**WHAT THIS TASK INVOLVES**.
Quote verbatim everything in the entries below, from the start of the entries down to and including the line containing "xmin=0 ymin=0 xmax=810 ymax=298". Leave the pictures out of your answer.

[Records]
--
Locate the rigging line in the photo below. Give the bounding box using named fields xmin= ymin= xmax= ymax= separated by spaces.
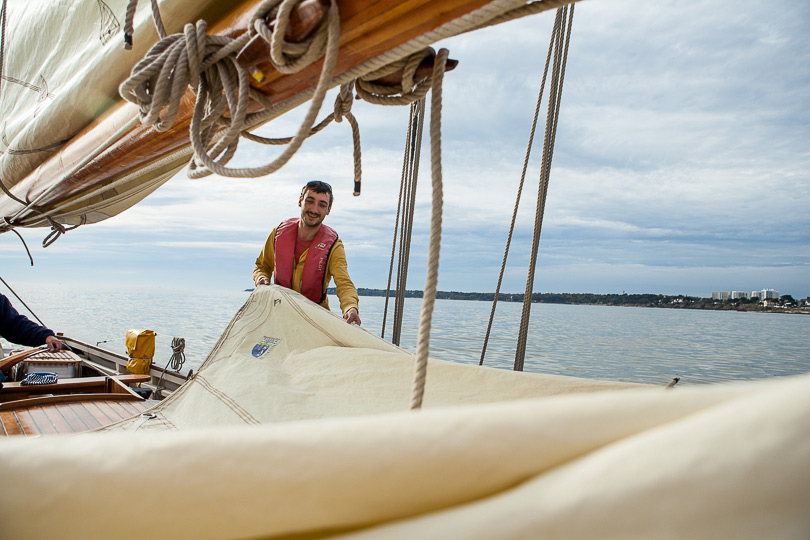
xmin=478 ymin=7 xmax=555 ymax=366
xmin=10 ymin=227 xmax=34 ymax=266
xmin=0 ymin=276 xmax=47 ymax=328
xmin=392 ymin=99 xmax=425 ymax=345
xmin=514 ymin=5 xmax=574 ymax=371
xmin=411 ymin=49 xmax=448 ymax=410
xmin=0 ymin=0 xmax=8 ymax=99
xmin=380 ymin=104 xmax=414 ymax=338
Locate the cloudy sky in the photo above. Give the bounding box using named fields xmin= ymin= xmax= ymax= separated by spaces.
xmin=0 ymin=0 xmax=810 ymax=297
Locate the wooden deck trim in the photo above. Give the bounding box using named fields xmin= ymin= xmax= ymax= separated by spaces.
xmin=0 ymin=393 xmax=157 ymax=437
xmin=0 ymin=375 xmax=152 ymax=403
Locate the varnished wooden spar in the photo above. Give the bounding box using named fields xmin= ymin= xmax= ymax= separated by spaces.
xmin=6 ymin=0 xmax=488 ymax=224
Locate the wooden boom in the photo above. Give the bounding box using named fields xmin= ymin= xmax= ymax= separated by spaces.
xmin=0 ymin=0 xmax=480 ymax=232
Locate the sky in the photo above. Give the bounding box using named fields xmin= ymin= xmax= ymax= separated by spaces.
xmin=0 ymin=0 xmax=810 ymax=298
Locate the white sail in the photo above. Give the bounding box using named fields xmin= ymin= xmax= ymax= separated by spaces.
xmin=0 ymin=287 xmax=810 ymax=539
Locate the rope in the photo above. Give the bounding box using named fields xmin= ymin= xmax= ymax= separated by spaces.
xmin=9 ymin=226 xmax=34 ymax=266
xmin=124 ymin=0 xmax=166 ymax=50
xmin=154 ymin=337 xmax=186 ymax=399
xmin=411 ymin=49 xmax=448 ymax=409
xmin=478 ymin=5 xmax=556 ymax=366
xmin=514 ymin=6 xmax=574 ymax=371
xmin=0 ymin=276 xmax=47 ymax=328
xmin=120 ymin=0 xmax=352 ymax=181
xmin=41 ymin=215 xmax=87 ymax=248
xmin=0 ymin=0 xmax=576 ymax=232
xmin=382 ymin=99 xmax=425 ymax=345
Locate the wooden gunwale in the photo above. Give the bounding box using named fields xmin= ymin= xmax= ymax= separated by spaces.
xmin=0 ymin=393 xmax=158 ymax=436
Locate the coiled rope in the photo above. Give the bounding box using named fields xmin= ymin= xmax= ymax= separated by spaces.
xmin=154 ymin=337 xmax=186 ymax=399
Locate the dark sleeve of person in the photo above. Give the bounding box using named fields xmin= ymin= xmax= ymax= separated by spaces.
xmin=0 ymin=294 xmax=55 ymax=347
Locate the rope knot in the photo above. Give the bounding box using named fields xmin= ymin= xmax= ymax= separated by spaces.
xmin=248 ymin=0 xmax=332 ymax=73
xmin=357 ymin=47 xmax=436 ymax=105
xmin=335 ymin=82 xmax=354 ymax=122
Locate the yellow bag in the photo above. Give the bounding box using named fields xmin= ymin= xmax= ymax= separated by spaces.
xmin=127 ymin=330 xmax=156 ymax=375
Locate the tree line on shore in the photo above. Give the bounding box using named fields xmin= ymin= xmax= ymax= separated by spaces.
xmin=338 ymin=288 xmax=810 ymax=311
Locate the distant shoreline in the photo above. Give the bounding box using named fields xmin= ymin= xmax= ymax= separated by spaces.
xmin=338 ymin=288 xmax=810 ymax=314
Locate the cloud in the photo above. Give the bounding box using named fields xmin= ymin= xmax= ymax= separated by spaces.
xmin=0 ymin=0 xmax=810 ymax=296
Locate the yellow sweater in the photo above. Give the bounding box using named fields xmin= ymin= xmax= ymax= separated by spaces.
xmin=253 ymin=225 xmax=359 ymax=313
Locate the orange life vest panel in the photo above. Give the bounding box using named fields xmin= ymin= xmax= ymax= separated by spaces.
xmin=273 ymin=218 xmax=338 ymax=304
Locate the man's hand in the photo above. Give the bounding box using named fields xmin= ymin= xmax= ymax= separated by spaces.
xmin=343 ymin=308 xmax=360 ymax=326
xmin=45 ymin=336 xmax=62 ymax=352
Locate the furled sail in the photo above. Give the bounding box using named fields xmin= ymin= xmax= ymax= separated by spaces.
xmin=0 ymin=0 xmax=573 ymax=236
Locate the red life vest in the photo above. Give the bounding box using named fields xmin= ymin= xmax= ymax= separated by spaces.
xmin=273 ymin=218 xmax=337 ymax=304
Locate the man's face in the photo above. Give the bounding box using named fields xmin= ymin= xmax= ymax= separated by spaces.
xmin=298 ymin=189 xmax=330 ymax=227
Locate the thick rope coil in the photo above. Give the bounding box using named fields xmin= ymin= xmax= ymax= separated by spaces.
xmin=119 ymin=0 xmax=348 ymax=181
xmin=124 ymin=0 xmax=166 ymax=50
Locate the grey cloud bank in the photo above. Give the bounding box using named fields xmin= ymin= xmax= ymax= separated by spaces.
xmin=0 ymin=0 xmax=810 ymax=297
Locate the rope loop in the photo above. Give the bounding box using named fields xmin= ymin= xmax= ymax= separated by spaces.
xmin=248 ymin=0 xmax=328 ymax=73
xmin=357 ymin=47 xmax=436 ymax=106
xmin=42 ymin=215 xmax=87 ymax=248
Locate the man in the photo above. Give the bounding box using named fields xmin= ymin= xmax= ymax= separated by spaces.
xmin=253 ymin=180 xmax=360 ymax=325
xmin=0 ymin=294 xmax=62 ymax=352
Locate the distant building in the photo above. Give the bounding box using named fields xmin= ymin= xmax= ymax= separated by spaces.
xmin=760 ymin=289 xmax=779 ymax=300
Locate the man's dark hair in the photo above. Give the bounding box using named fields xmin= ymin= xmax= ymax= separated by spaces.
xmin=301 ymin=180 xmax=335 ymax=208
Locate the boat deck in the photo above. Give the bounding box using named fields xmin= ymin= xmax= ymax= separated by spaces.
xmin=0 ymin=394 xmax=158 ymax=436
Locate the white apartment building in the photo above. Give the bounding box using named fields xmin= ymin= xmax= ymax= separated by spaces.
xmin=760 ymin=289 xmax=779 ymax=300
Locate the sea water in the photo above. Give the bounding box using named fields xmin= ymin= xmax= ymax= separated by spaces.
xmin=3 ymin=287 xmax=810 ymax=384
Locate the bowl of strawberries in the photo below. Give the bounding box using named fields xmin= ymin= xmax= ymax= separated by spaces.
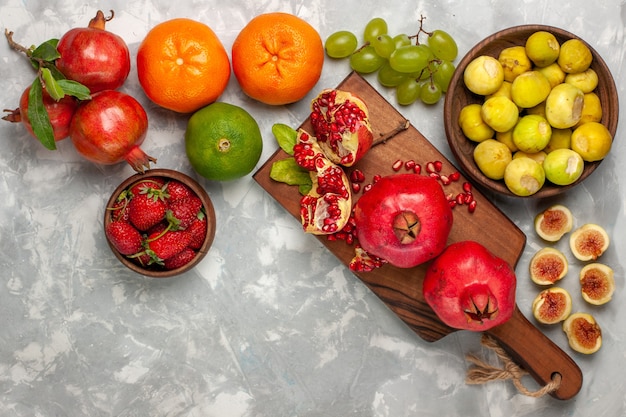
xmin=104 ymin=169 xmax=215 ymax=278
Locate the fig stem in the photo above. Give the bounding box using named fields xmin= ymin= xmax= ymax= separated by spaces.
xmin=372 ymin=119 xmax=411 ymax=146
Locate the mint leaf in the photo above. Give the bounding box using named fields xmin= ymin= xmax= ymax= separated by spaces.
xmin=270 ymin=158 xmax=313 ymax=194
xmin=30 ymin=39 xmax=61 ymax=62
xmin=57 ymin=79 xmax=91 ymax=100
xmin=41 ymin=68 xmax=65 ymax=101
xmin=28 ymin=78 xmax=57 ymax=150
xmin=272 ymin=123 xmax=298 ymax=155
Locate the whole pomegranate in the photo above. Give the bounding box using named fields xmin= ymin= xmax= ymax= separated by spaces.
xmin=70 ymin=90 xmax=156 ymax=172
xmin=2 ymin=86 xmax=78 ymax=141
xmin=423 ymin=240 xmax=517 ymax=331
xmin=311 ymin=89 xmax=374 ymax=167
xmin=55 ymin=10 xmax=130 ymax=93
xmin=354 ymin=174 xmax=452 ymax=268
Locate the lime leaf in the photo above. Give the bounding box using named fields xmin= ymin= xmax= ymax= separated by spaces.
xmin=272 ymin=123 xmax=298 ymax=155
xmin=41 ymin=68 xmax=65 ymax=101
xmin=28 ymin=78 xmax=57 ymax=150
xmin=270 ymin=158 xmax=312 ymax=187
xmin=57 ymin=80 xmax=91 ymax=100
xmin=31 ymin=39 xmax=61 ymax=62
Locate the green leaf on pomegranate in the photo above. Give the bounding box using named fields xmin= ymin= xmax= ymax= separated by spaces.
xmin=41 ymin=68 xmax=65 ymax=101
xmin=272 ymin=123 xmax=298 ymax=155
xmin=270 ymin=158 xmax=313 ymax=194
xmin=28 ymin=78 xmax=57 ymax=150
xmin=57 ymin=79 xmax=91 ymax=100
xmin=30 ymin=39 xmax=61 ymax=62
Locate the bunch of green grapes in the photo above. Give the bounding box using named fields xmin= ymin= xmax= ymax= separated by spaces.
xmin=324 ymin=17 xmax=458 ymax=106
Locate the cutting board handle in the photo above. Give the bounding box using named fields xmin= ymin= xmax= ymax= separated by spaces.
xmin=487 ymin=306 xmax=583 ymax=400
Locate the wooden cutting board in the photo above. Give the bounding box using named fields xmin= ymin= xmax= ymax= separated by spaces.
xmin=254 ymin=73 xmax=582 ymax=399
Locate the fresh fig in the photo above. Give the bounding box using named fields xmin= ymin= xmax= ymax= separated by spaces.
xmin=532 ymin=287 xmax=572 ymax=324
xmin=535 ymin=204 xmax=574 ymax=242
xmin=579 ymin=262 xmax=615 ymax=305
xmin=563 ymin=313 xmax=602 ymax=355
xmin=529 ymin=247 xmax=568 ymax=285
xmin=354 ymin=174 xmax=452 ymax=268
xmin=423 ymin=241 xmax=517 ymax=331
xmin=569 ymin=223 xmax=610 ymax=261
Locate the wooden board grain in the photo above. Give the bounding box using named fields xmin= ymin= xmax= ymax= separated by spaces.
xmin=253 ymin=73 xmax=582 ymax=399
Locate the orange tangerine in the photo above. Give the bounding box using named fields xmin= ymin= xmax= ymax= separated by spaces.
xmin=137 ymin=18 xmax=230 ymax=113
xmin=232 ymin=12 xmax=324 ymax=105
--
**REPLY TO THE TASK**.
Locate the rigging line in the photo below. Give the bounding box using named fields xmin= ymin= xmax= ymax= separated by spaces.
xmin=478 ymin=7 xmax=555 ymax=366
xmin=10 ymin=227 xmax=34 ymax=266
xmin=0 ymin=276 xmax=47 ymax=328
xmin=392 ymin=99 xmax=425 ymax=345
xmin=514 ymin=5 xmax=574 ymax=371
xmin=411 ymin=49 xmax=448 ymax=410
xmin=0 ymin=0 xmax=8 ymax=99
xmin=380 ymin=104 xmax=414 ymax=338
Locate the cloudy sky in the photo above. Give the bounding box using named fields xmin= ymin= xmax= ymax= separated by spaces.
xmin=0 ymin=0 xmax=810 ymax=297
Locate the wooden deck trim in the photo above. Give the bounding box using named fields xmin= ymin= xmax= ymax= separated by spaces.
xmin=0 ymin=393 xmax=157 ymax=437
xmin=0 ymin=375 xmax=152 ymax=403
Locate the varnished wooden spar in the photo above. Give the bounding box using named fields xmin= ymin= xmax= ymax= separated by spaces.
xmin=6 ymin=0 xmax=488 ymax=224
Locate the wooden boom in the photo above. Give the bounding box using named fields xmin= ymin= xmax= ymax= separated by spaces.
xmin=0 ymin=0 xmax=480 ymax=232
Locate the sky in the photo above. Give the bounding box using named fields xmin= ymin= xmax= ymax= separated by spaces.
xmin=0 ymin=0 xmax=810 ymax=298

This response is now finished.